• _Task input_:
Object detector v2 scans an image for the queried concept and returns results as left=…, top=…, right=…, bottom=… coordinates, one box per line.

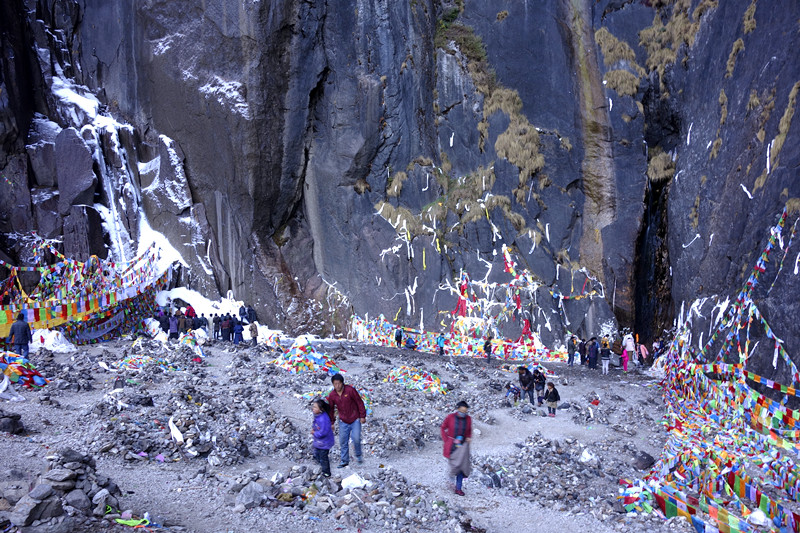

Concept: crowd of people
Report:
left=567, top=333, right=663, bottom=375
left=155, top=300, right=258, bottom=346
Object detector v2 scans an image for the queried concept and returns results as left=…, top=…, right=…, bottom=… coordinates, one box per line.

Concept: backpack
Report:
left=611, top=339, right=622, bottom=355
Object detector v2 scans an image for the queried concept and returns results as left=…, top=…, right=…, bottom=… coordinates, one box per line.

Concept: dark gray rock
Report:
left=44, top=468, right=77, bottom=482
left=631, top=450, right=656, bottom=470
left=28, top=483, right=53, bottom=500
left=0, top=413, right=25, bottom=435
left=64, top=489, right=92, bottom=511
left=8, top=495, right=42, bottom=526
left=236, top=481, right=264, bottom=509
left=55, top=128, right=97, bottom=215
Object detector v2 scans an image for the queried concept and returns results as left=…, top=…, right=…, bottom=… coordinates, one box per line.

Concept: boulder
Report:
left=55, top=128, right=97, bottom=215
left=631, top=450, right=656, bottom=470
left=64, top=489, right=92, bottom=511
left=236, top=481, right=264, bottom=509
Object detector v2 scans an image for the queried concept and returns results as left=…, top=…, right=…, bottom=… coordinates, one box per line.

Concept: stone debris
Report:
left=0, top=339, right=688, bottom=531
left=229, top=465, right=470, bottom=531
left=0, top=409, right=25, bottom=435
left=0, top=449, right=121, bottom=532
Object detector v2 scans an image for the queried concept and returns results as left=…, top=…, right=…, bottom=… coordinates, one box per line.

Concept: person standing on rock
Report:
left=600, top=338, right=611, bottom=376
left=311, top=399, right=334, bottom=477
left=328, top=374, right=367, bottom=468
left=248, top=322, right=258, bottom=346
left=533, top=368, right=547, bottom=405
left=211, top=313, right=222, bottom=340
left=233, top=320, right=244, bottom=345
left=622, top=333, right=636, bottom=373
left=439, top=401, right=472, bottom=496
left=517, top=366, right=536, bottom=405
left=544, top=381, right=561, bottom=416
left=636, top=343, right=650, bottom=367
left=169, top=315, right=178, bottom=339
left=586, top=337, right=600, bottom=370
left=8, top=313, right=33, bottom=359
left=567, top=335, right=578, bottom=366
left=220, top=315, right=231, bottom=342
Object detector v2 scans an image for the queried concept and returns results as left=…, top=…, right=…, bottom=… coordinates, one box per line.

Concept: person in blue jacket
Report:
left=311, top=399, right=334, bottom=477
left=233, top=320, right=244, bottom=344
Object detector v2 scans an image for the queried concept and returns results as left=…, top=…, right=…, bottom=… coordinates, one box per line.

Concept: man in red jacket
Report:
left=440, top=401, right=472, bottom=496
left=328, top=374, right=367, bottom=468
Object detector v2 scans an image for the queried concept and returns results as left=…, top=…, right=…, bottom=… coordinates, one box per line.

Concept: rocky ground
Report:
left=0, top=341, right=690, bottom=532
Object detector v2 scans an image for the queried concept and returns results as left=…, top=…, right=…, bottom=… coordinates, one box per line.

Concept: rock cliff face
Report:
left=0, top=0, right=800, bottom=354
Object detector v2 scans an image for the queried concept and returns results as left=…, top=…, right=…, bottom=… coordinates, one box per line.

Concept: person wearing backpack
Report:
left=544, top=381, right=561, bottom=417
left=600, top=338, right=611, bottom=376
left=533, top=368, right=547, bottom=405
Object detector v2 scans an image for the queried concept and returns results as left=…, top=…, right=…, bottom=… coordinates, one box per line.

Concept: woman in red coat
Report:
left=440, top=401, right=472, bottom=496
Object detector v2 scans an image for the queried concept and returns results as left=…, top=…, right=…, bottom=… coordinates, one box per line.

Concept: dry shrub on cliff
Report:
left=689, top=194, right=700, bottom=228
left=708, top=137, right=722, bottom=159
left=742, top=0, right=756, bottom=35
left=594, top=26, right=644, bottom=73
left=639, top=0, right=718, bottom=84
left=485, top=194, right=511, bottom=211
left=769, top=81, right=800, bottom=168
left=647, top=147, right=675, bottom=183
left=386, top=172, right=408, bottom=197
left=375, top=201, right=424, bottom=240
left=503, top=208, right=525, bottom=232
left=717, top=89, right=728, bottom=126
left=494, top=116, right=544, bottom=186
left=603, top=70, right=639, bottom=96
left=725, top=39, right=744, bottom=78
left=747, top=89, right=761, bottom=113
left=483, top=87, right=522, bottom=118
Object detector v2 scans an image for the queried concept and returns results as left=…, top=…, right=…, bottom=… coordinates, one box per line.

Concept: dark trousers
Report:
left=314, top=448, right=331, bottom=475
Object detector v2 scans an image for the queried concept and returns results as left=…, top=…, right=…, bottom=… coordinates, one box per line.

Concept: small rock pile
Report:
left=0, top=449, right=121, bottom=531
left=230, top=466, right=471, bottom=532
left=32, top=349, right=95, bottom=392
left=473, top=432, right=688, bottom=531
left=0, top=409, right=25, bottom=435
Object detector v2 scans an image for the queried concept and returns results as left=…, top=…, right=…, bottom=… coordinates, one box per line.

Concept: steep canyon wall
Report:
left=0, top=0, right=800, bottom=358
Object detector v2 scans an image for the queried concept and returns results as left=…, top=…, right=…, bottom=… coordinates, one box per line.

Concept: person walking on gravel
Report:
left=439, top=401, right=472, bottom=496
left=544, top=381, right=561, bottom=416
left=311, top=399, right=334, bottom=477
left=248, top=322, right=258, bottom=346
left=517, top=366, right=536, bottom=405
left=8, top=313, right=33, bottom=359
left=600, top=338, right=611, bottom=376
left=328, top=374, right=367, bottom=468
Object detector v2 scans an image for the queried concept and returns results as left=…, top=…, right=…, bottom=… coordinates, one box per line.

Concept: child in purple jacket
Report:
left=311, top=400, right=333, bottom=477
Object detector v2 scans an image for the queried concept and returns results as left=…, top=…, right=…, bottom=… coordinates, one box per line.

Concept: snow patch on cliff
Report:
left=200, top=76, right=251, bottom=120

• _Set task_:
Reproduce the listing from its first line through the line containing "left=0, top=449, right=121, bottom=532", with both ends included, and raise every bounding-box coordinate in the reports by 92. Leave the pictures out.

• _Finished task_:
Object detector v2 scans an image for the queried concept and returns results as left=…, top=…, right=…, bottom=… coordinates, one box per line.


Concept: crowd of people
Report:
left=659, top=425, right=755, bottom=467
left=247, top=392, right=350, bottom=438
Object detector v2 scans an image for the queried concept and returns results as left=…, top=…, right=…, bottom=… coordinates, one box per line.

Concept: backpack
Report:
left=703, top=431, right=714, bottom=447
Object detector v2 scans an image for the queried concept and returns results as left=…, top=…, right=…, bottom=… coordinates, one box per line.

Concept: dark gray rock
Report:
left=136, top=560, right=169, bottom=574
left=723, top=542, right=748, bottom=562
left=120, top=575, right=145, bottom=592
left=92, top=505, right=117, bottom=527
left=156, top=581, right=184, bottom=603
left=100, top=587, right=134, bottom=618
left=328, top=573, right=356, bottom=601
left=147, top=220, right=189, bottom=307
Object detector v2 scans an image for the queried concept and returns results as left=…, top=…, right=…, bottom=… coordinates, one box per line.

Concept: boulder
Report:
left=147, top=220, right=189, bottom=307
left=723, top=542, right=748, bottom=562
left=156, top=581, right=184, bottom=603
left=328, top=573, right=356, bottom=601
Object detector v2 scans an image for the queried concept and returns results as left=…, top=…, right=…, bottom=… coordinates, one box per line.

Concept: stone debris
Report:
left=92, top=431, right=780, bottom=623
left=321, top=557, right=562, bottom=623
left=92, top=501, right=117, bottom=527
left=92, top=541, right=213, bottom=624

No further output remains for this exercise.